Point localization data:
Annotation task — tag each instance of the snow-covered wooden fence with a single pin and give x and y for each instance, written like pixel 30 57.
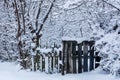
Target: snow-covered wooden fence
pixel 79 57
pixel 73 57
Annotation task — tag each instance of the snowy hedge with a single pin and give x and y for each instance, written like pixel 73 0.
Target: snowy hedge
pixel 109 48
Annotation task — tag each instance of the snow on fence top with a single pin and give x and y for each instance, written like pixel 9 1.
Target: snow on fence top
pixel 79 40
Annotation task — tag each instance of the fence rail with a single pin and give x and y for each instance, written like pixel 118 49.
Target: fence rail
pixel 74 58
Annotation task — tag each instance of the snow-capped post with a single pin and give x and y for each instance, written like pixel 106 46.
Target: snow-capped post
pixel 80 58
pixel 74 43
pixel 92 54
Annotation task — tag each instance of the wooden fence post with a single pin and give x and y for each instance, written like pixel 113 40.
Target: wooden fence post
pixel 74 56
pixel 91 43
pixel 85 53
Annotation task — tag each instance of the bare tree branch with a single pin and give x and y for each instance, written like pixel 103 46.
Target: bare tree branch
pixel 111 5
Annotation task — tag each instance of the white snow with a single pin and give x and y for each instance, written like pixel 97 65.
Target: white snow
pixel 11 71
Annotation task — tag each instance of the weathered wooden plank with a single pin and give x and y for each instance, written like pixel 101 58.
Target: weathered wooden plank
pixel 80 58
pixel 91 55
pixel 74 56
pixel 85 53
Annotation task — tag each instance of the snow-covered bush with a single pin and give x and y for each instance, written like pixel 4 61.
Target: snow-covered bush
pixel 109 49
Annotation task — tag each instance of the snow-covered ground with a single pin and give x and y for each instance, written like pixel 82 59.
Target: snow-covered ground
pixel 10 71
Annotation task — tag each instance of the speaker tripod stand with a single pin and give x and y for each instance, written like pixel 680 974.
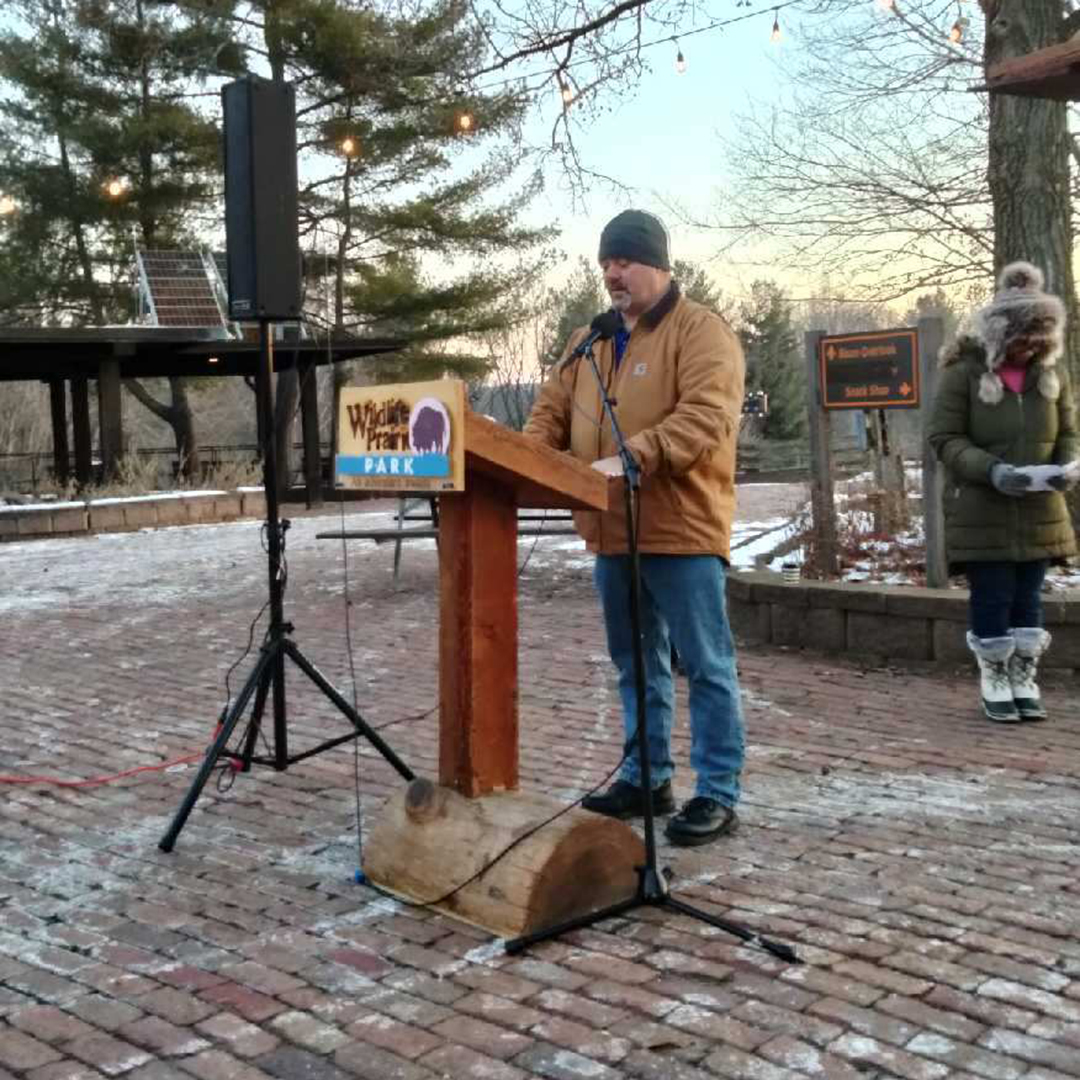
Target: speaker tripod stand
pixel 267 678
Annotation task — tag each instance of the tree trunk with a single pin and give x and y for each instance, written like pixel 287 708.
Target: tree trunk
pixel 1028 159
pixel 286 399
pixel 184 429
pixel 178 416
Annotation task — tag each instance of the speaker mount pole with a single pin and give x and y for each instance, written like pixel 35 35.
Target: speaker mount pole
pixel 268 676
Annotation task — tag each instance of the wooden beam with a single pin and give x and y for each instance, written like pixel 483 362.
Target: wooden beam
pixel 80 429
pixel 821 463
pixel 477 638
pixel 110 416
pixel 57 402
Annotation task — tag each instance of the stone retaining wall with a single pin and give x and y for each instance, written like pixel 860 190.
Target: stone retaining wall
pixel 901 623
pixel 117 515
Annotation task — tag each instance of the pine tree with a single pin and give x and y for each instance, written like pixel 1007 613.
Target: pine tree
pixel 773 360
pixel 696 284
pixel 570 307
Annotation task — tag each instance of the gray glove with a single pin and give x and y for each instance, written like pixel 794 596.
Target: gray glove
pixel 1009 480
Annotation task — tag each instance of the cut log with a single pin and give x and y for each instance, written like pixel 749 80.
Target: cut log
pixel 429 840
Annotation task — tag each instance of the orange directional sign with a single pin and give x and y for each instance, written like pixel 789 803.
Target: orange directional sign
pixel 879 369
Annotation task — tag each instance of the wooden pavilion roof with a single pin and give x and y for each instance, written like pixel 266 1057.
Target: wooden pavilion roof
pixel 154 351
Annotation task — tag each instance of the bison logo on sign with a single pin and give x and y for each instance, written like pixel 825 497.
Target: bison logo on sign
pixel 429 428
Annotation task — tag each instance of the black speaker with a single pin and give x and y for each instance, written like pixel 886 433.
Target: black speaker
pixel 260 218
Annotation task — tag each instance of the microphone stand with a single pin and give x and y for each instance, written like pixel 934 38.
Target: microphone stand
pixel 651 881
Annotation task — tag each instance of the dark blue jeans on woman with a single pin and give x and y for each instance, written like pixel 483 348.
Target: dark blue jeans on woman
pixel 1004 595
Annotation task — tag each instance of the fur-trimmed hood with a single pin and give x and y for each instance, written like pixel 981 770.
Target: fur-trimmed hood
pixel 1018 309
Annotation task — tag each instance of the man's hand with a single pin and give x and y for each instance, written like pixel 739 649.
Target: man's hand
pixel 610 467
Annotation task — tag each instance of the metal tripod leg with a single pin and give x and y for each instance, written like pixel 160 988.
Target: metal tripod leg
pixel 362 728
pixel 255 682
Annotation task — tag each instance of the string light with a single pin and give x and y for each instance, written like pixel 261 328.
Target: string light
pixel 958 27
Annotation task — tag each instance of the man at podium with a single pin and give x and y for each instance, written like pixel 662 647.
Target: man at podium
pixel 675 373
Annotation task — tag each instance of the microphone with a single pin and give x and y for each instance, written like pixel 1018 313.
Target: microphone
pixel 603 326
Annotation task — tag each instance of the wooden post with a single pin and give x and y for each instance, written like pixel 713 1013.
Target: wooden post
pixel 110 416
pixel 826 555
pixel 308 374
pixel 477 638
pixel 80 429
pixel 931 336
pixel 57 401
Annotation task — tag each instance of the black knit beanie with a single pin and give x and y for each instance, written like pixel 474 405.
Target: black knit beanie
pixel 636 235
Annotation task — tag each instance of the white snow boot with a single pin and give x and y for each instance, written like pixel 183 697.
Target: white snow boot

Exercise requirements:
Pull every line containing "boot" from the data.

Answer to this exercise:
Annotation task — tag each instance of the white snow boot with a single pin and give x and y for each instance, written like pixel 183 697.
Target: white snow boot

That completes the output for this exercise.